James Johnston posted on Mon, 28 Mar 2016 05:26:56 +0000 as excerpted:

> For me, I use swap on an SSD, which is orders of magnitude faster than
> HDD.
> Swap can still be useful on an SSD and can really close the gap between
> RAM speeds and swap speeds.  (The original poster would do well to use
> one.)

FWIW, swap on ssd is an entirely different beast, and /can/ still make 
quite a lot of sense.  I'll absolutely agree with you there.

However, this wasn't about swap on ssd, it was about swap on hdd, and the 
post was already long enough, without adding in the quite different 
discussion of swap on ssd.  My posts already tend to be longer than most, 
and I have to pick /somewhere/ to draw the line.  This was simply the 
"somewhere" that I drew it in this case.

So thanks for raising the issue and filling in the missing pieces.  I 
think we agree, in general, about swap on ssd.

That said, here for example is a bit of why I ask the question, ssd or no 
ssd (spacing on free shrunk a bit for posting):

$ uptime
 00:07:50 up 11:28,  2 users,  load average: 0.04, 0.43, 1.01

$ free -m
       total   used     free   shared buff/cache available
Mem:   16073    725    12632     1231       2715     13961
Swap:      0      0        0

16 GiB RAM, 12.5 GiB entirely free even with cache and buffers taking a 
bit under 3 GiB of RAM.  That's in kde/plasma5, after nearly 12 hours 
uptime.  (Tho I am running gentoo with more stuff turned off at build-
time than will be the case on most general-purpose binary distros, where 
lots of libraries that most people won't use are linked in for the sake 
of the few that will use them.  Significantly, I also have baloo turned 
off at build time, which still unfortunately requires some trivial 
patching on gentoo/kde, and stay /well/ clear of anything kdepim/akonadi 
related as both too bloated and far too unstable to handle my mail, 
etc.)  Triple full-hd 1080 monitors.

OK, startup firefox playing a full-screen 1080p video and let it run a 
bit... about half a GiB initial difference, 1.2 GiB used, only about 12 
GiB free, then up another 200 MiB used in a few minutes.

Now this is gentoo and it's my build machine.  It's only a six-core so I 
don't go hog-wild with the parallel builds, but portage is pointed at a 
tmpfs for its temporary build environment and my normal build settings 
allow 12 builds at a time, upto a load-average of 6, and each of those 
builds is set for upto 10 parallel jobs to a load average of 8 (thus 
encouraging parallelism at the individual package level first, and only 
where that doesn't utilize all cores does it load more packages to build 
in parallel).  I sometimes see upto 9 packages building at once and 
sometimes a 1-minute load of 10 or higher when build process that are 
already setup push it above the configured load-average of 8.

I don't run any VMs (but for an old DOS game in DOSSHELL, which qualifies 
as a VM, but from an age when machines with memory in the double-digit 
MiB were high-dollar, so it hardly counts), I keep / mounted ro except 
when I'm updating it, and the partition with all the build trees, 
sources, ccache and binpkgs is kept unmounted as well when I'm not using 
it.  Further, my media partition is unmounted by default as well.

(Rows from a pointing dataset)
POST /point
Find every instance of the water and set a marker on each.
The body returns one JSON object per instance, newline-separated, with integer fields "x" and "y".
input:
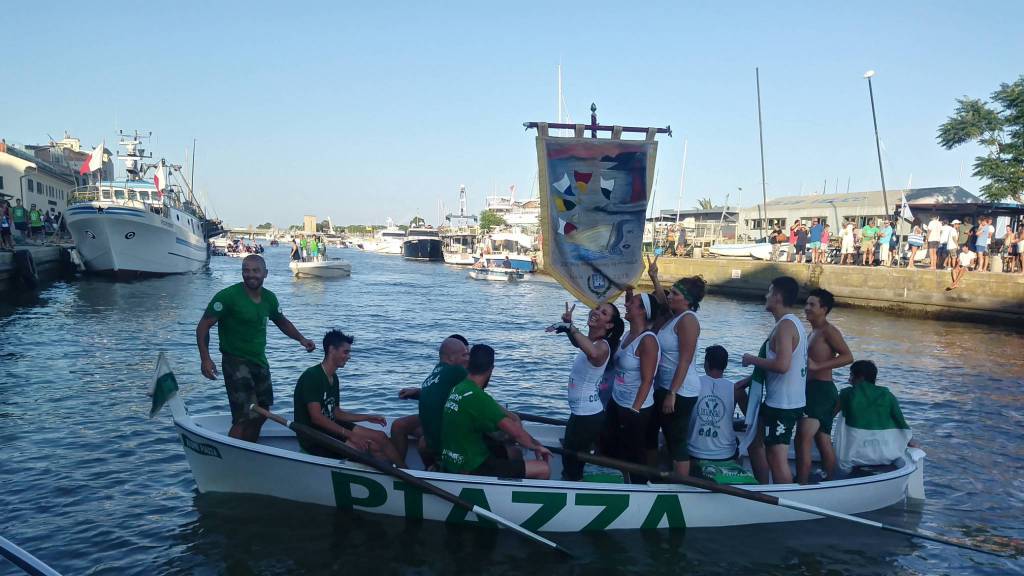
{"x": 91, "y": 486}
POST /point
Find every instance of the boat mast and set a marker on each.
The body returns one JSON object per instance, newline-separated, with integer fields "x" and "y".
{"x": 761, "y": 137}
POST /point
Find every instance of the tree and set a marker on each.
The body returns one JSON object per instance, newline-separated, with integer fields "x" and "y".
{"x": 491, "y": 219}
{"x": 999, "y": 127}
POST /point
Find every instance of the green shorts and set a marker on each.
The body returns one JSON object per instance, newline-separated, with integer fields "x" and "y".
{"x": 778, "y": 423}
{"x": 821, "y": 399}
{"x": 247, "y": 382}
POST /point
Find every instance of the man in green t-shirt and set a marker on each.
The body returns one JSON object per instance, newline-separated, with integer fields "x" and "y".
{"x": 317, "y": 405}
{"x": 868, "y": 234}
{"x": 242, "y": 311}
{"x": 470, "y": 414}
{"x": 453, "y": 357}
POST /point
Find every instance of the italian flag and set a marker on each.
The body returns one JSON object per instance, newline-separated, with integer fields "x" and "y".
{"x": 94, "y": 161}
{"x": 165, "y": 385}
{"x": 872, "y": 429}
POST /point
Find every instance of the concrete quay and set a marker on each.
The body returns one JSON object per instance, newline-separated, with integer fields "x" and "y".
{"x": 988, "y": 297}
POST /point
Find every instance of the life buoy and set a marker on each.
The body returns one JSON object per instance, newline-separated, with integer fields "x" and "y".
{"x": 25, "y": 265}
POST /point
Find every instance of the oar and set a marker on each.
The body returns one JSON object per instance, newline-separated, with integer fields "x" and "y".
{"x": 22, "y": 559}
{"x": 331, "y": 443}
{"x": 762, "y": 497}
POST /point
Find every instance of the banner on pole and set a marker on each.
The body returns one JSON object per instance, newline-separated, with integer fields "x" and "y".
{"x": 594, "y": 196}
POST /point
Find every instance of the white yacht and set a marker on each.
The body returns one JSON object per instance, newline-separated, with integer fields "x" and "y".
{"x": 136, "y": 227}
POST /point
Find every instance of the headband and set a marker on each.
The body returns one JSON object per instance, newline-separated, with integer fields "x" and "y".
{"x": 646, "y": 304}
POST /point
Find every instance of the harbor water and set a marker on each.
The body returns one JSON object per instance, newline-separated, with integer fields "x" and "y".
{"x": 91, "y": 486}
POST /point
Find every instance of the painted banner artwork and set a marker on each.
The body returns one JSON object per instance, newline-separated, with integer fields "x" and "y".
{"x": 593, "y": 206}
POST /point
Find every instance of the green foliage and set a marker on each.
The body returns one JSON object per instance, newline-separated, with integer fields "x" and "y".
{"x": 998, "y": 126}
{"x": 491, "y": 219}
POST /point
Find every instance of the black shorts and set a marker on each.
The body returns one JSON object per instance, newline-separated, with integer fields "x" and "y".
{"x": 499, "y": 464}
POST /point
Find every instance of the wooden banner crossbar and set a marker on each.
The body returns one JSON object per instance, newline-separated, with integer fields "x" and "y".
{"x": 598, "y": 127}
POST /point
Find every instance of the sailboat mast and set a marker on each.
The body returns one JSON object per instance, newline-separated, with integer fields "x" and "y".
{"x": 761, "y": 138}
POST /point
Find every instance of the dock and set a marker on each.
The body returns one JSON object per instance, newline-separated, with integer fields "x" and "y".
{"x": 988, "y": 297}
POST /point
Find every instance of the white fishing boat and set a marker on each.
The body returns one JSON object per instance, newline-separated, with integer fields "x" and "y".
{"x": 139, "y": 227}
{"x": 497, "y": 274}
{"x": 731, "y": 250}
{"x": 274, "y": 466}
{"x": 386, "y": 241}
{"x": 335, "y": 268}
{"x": 763, "y": 251}
{"x": 520, "y": 262}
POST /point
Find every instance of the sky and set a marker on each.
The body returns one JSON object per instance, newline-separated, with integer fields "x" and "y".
{"x": 368, "y": 111}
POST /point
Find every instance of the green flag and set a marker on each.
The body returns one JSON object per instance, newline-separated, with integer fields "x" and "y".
{"x": 165, "y": 385}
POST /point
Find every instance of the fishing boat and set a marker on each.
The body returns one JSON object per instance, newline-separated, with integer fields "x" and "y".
{"x": 139, "y": 227}
{"x": 520, "y": 262}
{"x": 497, "y": 274}
{"x": 335, "y": 268}
{"x": 275, "y": 466}
{"x": 422, "y": 244}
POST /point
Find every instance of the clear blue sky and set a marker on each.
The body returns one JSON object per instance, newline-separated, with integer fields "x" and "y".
{"x": 364, "y": 111}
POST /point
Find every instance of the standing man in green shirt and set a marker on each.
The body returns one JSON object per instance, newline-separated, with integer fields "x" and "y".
{"x": 20, "y": 216}
{"x": 470, "y": 413}
{"x": 243, "y": 311}
{"x": 317, "y": 405}
{"x": 867, "y": 236}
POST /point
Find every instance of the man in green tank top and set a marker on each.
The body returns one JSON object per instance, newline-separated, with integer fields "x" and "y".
{"x": 242, "y": 311}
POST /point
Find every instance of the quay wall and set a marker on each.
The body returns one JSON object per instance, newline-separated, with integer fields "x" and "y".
{"x": 989, "y": 297}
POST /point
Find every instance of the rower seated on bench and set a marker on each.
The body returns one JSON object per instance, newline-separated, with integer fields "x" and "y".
{"x": 470, "y": 414}
{"x": 712, "y": 442}
{"x": 872, "y": 432}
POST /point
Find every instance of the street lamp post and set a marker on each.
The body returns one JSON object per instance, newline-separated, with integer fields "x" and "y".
{"x": 878, "y": 146}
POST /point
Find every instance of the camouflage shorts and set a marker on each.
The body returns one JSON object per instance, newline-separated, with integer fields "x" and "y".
{"x": 247, "y": 382}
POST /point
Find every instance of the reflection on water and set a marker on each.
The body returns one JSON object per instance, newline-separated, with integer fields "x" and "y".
{"x": 90, "y": 485}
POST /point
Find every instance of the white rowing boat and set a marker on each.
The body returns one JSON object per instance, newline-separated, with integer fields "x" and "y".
{"x": 274, "y": 466}
{"x": 325, "y": 269}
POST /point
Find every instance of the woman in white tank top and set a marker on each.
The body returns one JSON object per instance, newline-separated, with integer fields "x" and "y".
{"x": 604, "y": 328}
{"x": 632, "y": 399}
{"x": 677, "y": 383}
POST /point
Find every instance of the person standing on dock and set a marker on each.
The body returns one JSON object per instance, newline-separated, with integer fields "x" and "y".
{"x": 242, "y": 311}
{"x": 867, "y": 236}
{"x": 848, "y": 250}
{"x": 20, "y": 216}
{"x": 785, "y": 368}
{"x": 825, "y": 351}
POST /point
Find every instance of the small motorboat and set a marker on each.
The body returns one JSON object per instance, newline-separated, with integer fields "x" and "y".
{"x": 335, "y": 268}
{"x": 497, "y": 274}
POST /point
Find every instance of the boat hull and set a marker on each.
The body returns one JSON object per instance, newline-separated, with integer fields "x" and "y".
{"x": 329, "y": 269}
{"x": 130, "y": 241}
{"x": 423, "y": 249}
{"x": 224, "y": 464}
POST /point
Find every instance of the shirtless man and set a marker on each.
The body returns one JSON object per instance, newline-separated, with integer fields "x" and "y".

■ Problems:
1. Reproduce the passage of the post about swap that opens with the words containing "James Johnston posted" and closes with "with you there.".
2. In the post about swap, how many packages does the writer say are sometimes building at once?
These lines have no connection to the post about swap.

■ In response:
1.
James Johnston posted on Mon, 28 Mar 2016 05:26:56 +0000 as excerpted:

> For me, I use swap on an SSD, which is orders of magnitude faster than
> HDD.
> Swap can still be useful on an SSD and can really close the gap between
> RAM speeds and swap speeds.  (The original poster would do well to use
> one.)

FWIW, swap on ssd is an entirely different beast, and /can/ still make 
quite a lot of sense.  I'll absolutely agree with you there.

2. Up to 9 packages.